- OBJECTIVE
Update the rows below so that each "photo" reads "image", with nothing else changed. Leave the pictures out of your version.

%%

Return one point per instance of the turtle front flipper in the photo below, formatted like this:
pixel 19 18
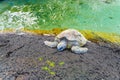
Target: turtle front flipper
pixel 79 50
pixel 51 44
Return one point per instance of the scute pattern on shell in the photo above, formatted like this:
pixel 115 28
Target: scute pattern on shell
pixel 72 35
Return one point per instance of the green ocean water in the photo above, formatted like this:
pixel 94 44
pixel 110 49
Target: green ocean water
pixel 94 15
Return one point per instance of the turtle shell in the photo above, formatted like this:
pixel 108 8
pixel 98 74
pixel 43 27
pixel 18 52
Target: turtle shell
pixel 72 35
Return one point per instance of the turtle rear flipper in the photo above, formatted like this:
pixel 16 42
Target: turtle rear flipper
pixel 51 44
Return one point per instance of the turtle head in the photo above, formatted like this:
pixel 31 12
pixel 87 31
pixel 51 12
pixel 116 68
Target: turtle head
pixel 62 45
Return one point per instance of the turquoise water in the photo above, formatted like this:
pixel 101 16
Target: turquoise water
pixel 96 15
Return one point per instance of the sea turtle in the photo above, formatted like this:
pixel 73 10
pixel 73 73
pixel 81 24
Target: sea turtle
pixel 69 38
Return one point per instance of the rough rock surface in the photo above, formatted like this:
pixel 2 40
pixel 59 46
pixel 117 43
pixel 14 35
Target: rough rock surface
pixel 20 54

%%

- SOLUTION TO THIS PROBLEM
Return one point per instance of the turtle front flipper in the image below, formatted like this:
pixel 19 18
Target: turtle front flipper
pixel 79 50
pixel 51 44
Return one point per instance of the scute pattern on shell in the image above, formatted like this:
pixel 115 28
Target: scute pattern on shell
pixel 72 35
Return one point per instance of the green ocean water in the image above, formatted like this:
pixel 94 44
pixel 110 49
Target: green ocean water
pixel 94 15
Return one point per instance of the turtle shell in the image above, formatted like this:
pixel 108 8
pixel 98 74
pixel 43 27
pixel 18 52
Target: turtle shell
pixel 72 35
Return one point per instance of the turtle rear flipper in the image above, formatted like this:
pixel 16 42
Target: turtle rear flipper
pixel 51 44
Return one point per instance of the turtle head in the image above, formatted like this:
pixel 31 12
pixel 87 31
pixel 51 12
pixel 116 68
Target: turtle head
pixel 62 45
Return one point per instance of the turquoise water in the image above, formatted like this:
pixel 101 16
Target: turquoise water
pixel 96 15
Return one point per instance of the sea turtle in the image above, formatted like this:
pixel 73 10
pixel 73 73
pixel 81 24
Target: sea turtle
pixel 69 38
Return one point per instance of the rough rock surface in the image above, formatted like this:
pixel 2 40
pixel 59 46
pixel 117 43
pixel 14 35
Target: rough rock surface
pixel 20 54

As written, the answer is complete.